RECORDS FOR THE EXERCISE START

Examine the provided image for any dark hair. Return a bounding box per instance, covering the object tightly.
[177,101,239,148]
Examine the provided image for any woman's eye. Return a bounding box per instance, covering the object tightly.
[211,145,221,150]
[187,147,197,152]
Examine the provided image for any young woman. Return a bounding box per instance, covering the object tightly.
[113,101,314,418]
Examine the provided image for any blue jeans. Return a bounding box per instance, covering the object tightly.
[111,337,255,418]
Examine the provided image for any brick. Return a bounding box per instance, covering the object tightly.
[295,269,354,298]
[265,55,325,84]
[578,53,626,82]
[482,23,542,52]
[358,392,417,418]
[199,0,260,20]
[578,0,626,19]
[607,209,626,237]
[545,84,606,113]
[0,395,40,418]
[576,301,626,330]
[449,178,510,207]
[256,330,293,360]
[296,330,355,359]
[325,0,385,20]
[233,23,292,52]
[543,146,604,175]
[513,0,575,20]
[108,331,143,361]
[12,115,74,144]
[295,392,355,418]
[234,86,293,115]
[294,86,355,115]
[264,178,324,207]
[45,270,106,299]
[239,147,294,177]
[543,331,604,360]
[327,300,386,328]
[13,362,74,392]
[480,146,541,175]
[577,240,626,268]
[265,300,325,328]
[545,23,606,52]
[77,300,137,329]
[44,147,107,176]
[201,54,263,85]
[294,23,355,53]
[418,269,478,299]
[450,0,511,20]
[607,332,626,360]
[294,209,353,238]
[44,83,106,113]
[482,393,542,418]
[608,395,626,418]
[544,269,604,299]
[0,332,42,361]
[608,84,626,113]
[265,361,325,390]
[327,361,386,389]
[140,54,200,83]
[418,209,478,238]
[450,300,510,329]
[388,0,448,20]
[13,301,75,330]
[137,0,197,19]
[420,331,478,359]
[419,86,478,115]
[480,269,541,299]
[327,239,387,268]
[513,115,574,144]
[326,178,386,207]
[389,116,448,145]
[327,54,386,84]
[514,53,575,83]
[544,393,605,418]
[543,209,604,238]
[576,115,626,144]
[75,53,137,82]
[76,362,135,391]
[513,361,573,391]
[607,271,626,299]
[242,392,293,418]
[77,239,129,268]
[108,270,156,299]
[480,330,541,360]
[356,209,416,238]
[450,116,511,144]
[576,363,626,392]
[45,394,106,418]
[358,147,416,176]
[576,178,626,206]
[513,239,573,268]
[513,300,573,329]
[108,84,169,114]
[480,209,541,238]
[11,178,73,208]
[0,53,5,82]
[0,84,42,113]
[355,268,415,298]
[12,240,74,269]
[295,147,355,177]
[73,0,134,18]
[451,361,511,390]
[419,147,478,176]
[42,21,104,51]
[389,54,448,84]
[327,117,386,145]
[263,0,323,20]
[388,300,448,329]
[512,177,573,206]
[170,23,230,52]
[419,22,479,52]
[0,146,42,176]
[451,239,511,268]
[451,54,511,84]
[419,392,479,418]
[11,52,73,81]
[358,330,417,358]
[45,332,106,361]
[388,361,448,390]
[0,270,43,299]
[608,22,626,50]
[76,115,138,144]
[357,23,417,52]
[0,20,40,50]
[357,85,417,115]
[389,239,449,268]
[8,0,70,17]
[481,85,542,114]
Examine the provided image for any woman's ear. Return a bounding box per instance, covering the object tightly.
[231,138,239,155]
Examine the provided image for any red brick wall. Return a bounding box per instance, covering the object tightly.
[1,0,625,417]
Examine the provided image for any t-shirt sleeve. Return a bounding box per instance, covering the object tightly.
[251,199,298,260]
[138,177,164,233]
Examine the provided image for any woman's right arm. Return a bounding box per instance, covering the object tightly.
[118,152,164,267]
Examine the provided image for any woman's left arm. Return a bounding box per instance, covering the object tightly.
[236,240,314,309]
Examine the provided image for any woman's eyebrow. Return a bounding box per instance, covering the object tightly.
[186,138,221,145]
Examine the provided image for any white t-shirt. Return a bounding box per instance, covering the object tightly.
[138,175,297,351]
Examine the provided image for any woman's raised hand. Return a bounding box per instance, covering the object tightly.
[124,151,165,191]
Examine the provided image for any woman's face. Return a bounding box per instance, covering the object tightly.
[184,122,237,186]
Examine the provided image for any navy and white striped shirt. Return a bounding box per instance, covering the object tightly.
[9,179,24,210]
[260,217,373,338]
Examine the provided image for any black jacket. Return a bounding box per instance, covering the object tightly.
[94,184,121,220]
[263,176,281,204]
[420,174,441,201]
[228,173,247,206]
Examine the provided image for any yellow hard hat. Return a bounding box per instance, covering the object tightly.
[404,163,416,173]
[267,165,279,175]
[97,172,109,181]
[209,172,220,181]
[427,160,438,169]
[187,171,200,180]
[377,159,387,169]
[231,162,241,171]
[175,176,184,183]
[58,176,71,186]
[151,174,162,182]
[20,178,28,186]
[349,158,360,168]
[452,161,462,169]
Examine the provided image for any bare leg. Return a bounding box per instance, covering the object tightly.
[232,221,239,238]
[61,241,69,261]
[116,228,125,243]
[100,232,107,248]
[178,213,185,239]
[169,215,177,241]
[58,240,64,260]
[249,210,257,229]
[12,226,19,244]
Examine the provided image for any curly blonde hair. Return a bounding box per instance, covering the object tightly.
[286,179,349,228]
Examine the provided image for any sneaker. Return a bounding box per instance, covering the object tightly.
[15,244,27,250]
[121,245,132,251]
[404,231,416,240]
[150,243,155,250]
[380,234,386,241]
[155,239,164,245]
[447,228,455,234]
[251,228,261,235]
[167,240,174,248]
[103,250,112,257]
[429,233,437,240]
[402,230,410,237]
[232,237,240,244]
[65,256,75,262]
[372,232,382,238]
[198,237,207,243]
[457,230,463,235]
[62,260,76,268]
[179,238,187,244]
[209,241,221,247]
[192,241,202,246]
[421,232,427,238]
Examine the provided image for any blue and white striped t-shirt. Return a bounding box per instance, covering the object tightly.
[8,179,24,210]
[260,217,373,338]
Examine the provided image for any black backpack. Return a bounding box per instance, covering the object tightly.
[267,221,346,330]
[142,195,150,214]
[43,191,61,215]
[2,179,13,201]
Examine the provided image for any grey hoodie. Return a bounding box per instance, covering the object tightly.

RECORDS FOR THE EXERCISE END

EXERCISE:
Would you transcribe every entry exactly, leaving nothing out?

OUTPUT:
Examine the provided image for any dark hair. Return a bounding box per instance, covering the object tightly.
[177,101,239,148]
Examine the provided image for any woman's eye. Return a bounding box per instance, covering the object tightly.
[211,145,221,150]
[187,147,197,152]
Examine the provided image for any young woman. Return a bounding box per instance, covering the object tightly.
[113,101,314,418]
Examine the provided image for any blue jeans. Return a bounding box per instance, covering the object tightly.
[111,337,255,418]
Examine the provided image for any brick. Return a bounding box per instance, covering the object tightly.
[295,269,354,298]
[265,55,325,84]
[578,53,626,82]
[482,23,542,52]
[358,392,417,418]
[199,0,260,20]
[578,0,626,19]
[607,209,626,237]
[545,84,606,113]
[0,395,40,418]
[576,301,626,330]
[449,178,510,207]
[256,330,293,360]
[296,330,355,359]
[325,0,385,20]
[233,23,292,52]
[543,146,604,175]
[513,0,575,20]
[108,331,143,361]
[12,115,74,144]
[295,392,355,418]
[234,86,293,115]
[294,86,355,115]
[264,178,324,207]
[45,270,106,299]
[239,147,294,177]
[543,331,604,360]
[327,300,386,328]
[13,362,74,392]
[480,146,541,175]
[577,240,626,268]
[265,300,325,328]
[545,23,606,52]
[77,300,137,329]
[44,147,107,176]
[201,54,263,85]
[294,23,355,53]
[418,269,478,299]
[450,0,511,20]
[607,332,626,360]
[294,209,353,238]
[44,83,106,113]
[482,393,542,418]
[608,395,626,418]
[544,269,604,299]
[0,332,42,361]
[608,84,626,113]
[265,361,325,390]
[327,361,386,389]
[140,54,200,83]
[418,209,478,238]
[450,300,510,329]
[388,0,448,20]
[13,301,75,330]
[137,0,197,19]
[420,331,478,359]
[419,86,478,115]
[480,269,541,299]
[327,239,387,268]
[513,115,574,144]
[326,178,386,207]
[389,116,448,145]
[327,54,386,84]
[514,53,575,83]
[544,393,605,418]
[543,209,604,238]
[576,115,626,144]
[75,53,137,82]
[76,362,135,391]
[513,361,573,391]
[607,271,626,299]
[242,392,293,418]
[77,239,129,268]
[108,270,156,299]
[480,330,541,360]
[356,209,416,238]
[450,116,511,144]
[576,363,626,392]
[45,394,106,418]
[358,147,416,176]
[576,178,626,206]
[513,239,573,268]
[513,300,573,329]
[108,84,169,114]
[480,209,541,238]
[11,178,73,208]
[0,53,5,82]
[0,84,42,113]
[355,268,415,298]
[12,240,74,269]
[295,147,355,177]
[73,0,134,18]
[451,361,511,390]
[419,147,478,176]
[42,21,104,51]
[389,54,448,84]
[327,117,386,145]
[263,0,323,20]
[388,300,448,329]
[512,177,573,206]
[170,23,230,52]
[419,22,479,52]
[0,146,42,176]
[451,239,511,268]
[451,54,511,84]
[419,392,479,418]
[11,52,73,81]
[358,330,417,358]
[45,332,106,361]
[388,361,448,390]
[0,270,43,299]
[608,22,626,50]
[76,115,138,144]
[357,23,417,52]
[0,20,40,50]
[357,85,417,115]
[389,239,449,268]
[8,0,70,17]
[481,85,542,114]
Examine the provided image for any woman's ear. Return a bounding box per instance, covering the object tightly.
[231,138,239,155]
Examine the provided image for any red brick wall. Return a bounding box per instance, covering the object tightly.
[1,0,625,417]
Examine the provided image for any t-shirt sleeve. Return a bounding box per instance, covering the object tightly.
[251,199,298,260]
[138,177,164,233]
Examine the provided image for any woman's right arm. Return a bounding box per instance, covering the object tightly.
[118,152,164,267]
Examine the provided image for any woman's left arm. Return a bounding box per instance, covering the object tightly.
[236,240,314,309]
Examine the provided image for any woman's eyebrow. Return a bounding box per instance, covering the object tightly.
[186,138,221,145]
Examine the provided image for any white t-shirt. Return a bounding box per instance, covering the object tightly.
[138,175,297,351]
Examine the provided image for any woman's raised hand. Return a bounding box per instance, covering the object tightly.
[124,151,165,191]
Examine the provided image for any woman's face. Return a bounding box per instance, covering the object tightly.
[184,122,237,186]
Examine the provided image for any navy and white striped shirt. Return a bounding box per instance, covering the object tightly.
[9,179,24,210]
[260,217,373,338]
Examine the provided image for any black jacket. Return a bounding box per instance, covering the object tightly.
[94,184,121,220]
[263,176,281,204]
[420,174,441,201]
[228,173,247,206]
Examine the provided image for any yellow hard hat. Return a bounding box per instance, covering the object tightly.
[404,163,416,173]
[267,165,279,175]
[97,172,109,181]
[209,172,220,181]
[427,160,438,169]
[187,171,200,180]
[377,159,387,169]
[231,162,241,171]
[175,176,184,183]
[58,176,71,186]
[151,174,162,182]
[20,178,28,186]
[349,158,360,168]
[452,161,462,169]
Examine the provided image for any bare leg. Return a bounding box per instance, covering the object tightly.
[232,221,239,238]
[61,241,69,261]
[116,228,125,243]
[100,232,107,248]
[178,213,185,239]
[169,215,177,241]
[58,240,64,260]
[249,210,257,229]
[12,226,19,244]
Examine the provided image for any curly blonde hair. Return a bounding box per instance, covering the object tightly.
[286,179,349,228]
Examine the provided image for any sneaker. Return a bounding box per instance, covering the object tightly.
[15,244,27,250]
[121,245,132,251]
[404,231,416,240]
[150,243,155,250]
[380,234,386,241]
[155,239,164,245]
[447,228,455,234]
[251,228,261,235]
[167,240,174,248]
[103,250,112,257]
[429,233,437,240]
[402,230,410,237]
[232,237,240,244]
[65,256,75,262]
[372,232,382,238]
[198,237,207,243]
[457,230,463,235]
[62,260,76,268]
[179,238,187,244]
[209,241,221,247]
[192,241,202,246]
[421,232,427,238]
Examine the provided image for any blue and white striped t-shirt. Return a bounding box per instance, covering the object tightly.
[8,179,24,210]
[260,217,373,338]
Examine the provided image for any black backpack. Return a bounding box per instance, covering the object tightly.
[267,221,346,330]
[142,195,150,214]
[43,191,61,215]
[2,179,13,201]
Examine the provided image for any grey hoodie. Return a bounding box per instance, covering the object tightly.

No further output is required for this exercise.